| What you need to do |
Identify every line in the material below that contains the word "overcast", and copy each of those lines. Case counts.

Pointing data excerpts
>>>

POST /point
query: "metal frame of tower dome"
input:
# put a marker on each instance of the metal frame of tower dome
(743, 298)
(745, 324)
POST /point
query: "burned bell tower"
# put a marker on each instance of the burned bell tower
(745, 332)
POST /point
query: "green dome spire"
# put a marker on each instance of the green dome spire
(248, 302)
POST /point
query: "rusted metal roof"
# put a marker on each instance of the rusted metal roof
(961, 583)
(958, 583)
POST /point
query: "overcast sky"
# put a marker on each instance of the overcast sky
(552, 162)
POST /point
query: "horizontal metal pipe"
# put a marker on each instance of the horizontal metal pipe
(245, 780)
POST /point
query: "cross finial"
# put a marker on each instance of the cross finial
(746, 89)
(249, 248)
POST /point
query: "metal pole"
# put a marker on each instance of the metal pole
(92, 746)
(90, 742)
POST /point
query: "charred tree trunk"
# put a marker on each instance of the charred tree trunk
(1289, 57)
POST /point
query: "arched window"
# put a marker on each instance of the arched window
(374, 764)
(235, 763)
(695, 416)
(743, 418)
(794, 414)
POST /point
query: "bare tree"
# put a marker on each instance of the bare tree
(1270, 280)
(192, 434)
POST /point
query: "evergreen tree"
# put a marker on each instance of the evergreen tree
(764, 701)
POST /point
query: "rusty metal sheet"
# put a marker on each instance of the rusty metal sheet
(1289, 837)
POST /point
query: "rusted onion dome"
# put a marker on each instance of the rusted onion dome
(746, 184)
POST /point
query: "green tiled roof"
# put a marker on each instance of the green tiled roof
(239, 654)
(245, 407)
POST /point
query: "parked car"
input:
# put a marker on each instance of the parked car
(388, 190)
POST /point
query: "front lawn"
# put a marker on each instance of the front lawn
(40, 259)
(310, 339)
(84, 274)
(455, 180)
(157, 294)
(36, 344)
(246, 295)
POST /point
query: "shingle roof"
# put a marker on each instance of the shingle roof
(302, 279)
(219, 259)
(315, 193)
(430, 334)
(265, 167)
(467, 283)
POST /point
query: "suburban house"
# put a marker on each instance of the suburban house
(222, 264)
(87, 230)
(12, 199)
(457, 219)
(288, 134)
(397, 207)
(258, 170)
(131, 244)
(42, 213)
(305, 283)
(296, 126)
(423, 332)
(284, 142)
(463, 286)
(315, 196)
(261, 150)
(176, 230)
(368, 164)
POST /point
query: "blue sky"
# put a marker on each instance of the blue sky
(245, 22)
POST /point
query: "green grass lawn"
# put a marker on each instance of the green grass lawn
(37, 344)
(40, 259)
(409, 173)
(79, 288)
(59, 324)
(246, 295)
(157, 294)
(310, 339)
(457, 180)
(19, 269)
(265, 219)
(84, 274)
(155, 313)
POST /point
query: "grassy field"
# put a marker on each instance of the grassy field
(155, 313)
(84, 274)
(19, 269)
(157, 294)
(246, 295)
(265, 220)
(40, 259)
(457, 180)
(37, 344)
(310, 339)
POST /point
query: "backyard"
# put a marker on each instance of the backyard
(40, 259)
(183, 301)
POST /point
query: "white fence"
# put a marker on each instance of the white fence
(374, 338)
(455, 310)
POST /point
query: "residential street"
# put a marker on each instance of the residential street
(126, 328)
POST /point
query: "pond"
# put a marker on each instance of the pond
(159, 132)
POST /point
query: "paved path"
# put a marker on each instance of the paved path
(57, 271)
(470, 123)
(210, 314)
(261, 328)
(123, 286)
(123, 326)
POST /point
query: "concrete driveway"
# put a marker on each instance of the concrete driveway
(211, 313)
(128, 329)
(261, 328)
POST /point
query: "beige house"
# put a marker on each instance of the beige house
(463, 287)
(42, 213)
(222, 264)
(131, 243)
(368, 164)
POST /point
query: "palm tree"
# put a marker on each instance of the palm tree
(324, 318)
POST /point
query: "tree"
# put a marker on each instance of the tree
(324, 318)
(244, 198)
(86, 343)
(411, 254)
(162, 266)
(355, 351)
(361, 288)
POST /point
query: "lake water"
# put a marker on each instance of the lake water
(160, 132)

<<<

| Answer in full |
query: "overcast sky"
# put a marker on each instance of the overcast sky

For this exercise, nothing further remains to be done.